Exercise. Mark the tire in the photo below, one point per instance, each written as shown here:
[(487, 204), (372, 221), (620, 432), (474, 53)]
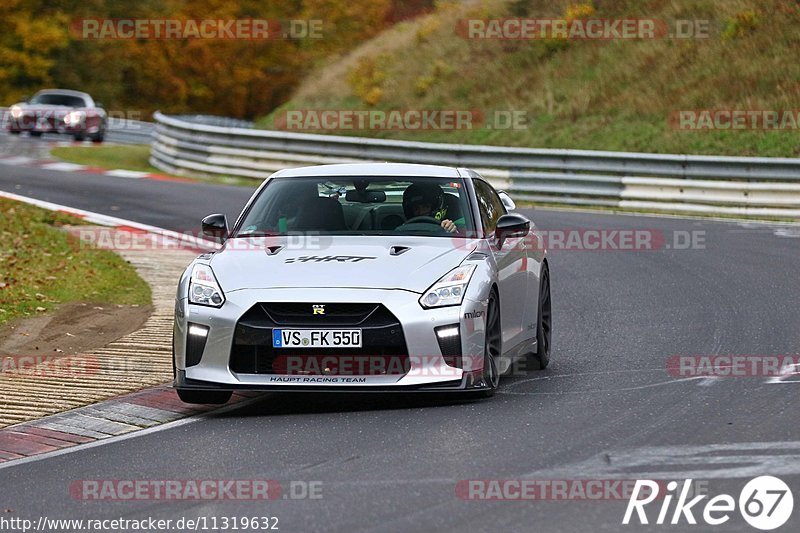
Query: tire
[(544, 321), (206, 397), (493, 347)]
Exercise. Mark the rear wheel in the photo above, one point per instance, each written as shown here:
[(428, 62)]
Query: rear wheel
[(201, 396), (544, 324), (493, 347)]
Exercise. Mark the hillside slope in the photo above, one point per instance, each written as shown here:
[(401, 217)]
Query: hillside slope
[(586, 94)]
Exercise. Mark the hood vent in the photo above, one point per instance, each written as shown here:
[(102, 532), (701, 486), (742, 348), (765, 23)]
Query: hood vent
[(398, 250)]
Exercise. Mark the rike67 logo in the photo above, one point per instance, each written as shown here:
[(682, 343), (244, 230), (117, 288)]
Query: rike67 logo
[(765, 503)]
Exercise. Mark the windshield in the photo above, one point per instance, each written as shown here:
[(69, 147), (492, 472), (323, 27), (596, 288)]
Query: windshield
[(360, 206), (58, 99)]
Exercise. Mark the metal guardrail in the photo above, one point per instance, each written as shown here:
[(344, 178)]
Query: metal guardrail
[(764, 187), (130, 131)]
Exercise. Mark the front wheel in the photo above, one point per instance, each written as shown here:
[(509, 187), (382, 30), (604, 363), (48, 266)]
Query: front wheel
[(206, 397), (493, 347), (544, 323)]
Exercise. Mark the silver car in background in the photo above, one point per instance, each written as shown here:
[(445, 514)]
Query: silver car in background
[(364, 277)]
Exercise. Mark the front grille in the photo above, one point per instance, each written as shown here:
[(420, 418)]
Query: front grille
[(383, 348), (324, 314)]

━━━

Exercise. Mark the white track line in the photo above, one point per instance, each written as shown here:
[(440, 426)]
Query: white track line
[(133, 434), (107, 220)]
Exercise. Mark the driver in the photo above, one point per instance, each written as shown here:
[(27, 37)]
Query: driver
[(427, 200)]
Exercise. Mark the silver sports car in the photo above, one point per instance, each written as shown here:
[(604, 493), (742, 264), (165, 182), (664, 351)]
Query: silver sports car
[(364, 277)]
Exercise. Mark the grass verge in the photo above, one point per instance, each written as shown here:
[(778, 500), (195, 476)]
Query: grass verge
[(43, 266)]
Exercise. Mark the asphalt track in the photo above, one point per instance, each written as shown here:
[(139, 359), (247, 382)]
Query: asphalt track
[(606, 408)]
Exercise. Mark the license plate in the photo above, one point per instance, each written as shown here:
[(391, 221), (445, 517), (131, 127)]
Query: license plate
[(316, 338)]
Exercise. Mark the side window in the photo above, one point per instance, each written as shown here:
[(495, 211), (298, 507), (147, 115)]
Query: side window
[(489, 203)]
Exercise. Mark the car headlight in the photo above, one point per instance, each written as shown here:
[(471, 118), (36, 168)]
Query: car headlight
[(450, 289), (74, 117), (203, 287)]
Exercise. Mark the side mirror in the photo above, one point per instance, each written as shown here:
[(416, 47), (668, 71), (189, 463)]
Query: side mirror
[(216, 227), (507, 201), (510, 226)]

━━━

• [Task goal]
Take the lines starting with the one that contains "Exercise. Mark the side mirror" and going on through the one that contains "[(216, 227), (507, 201), (510, 226)]", and turn them into a numbered list with any blank lines dropped.

• [Worked solution]
1. Exercise. Mark the side mirror in the photo above, one point per instance, each written as shown here:
2. [(416, 47), (668, 71), (189, 463)]
3. Query: side mirror
4. [(216, 227), (507, 201), (510, 226)]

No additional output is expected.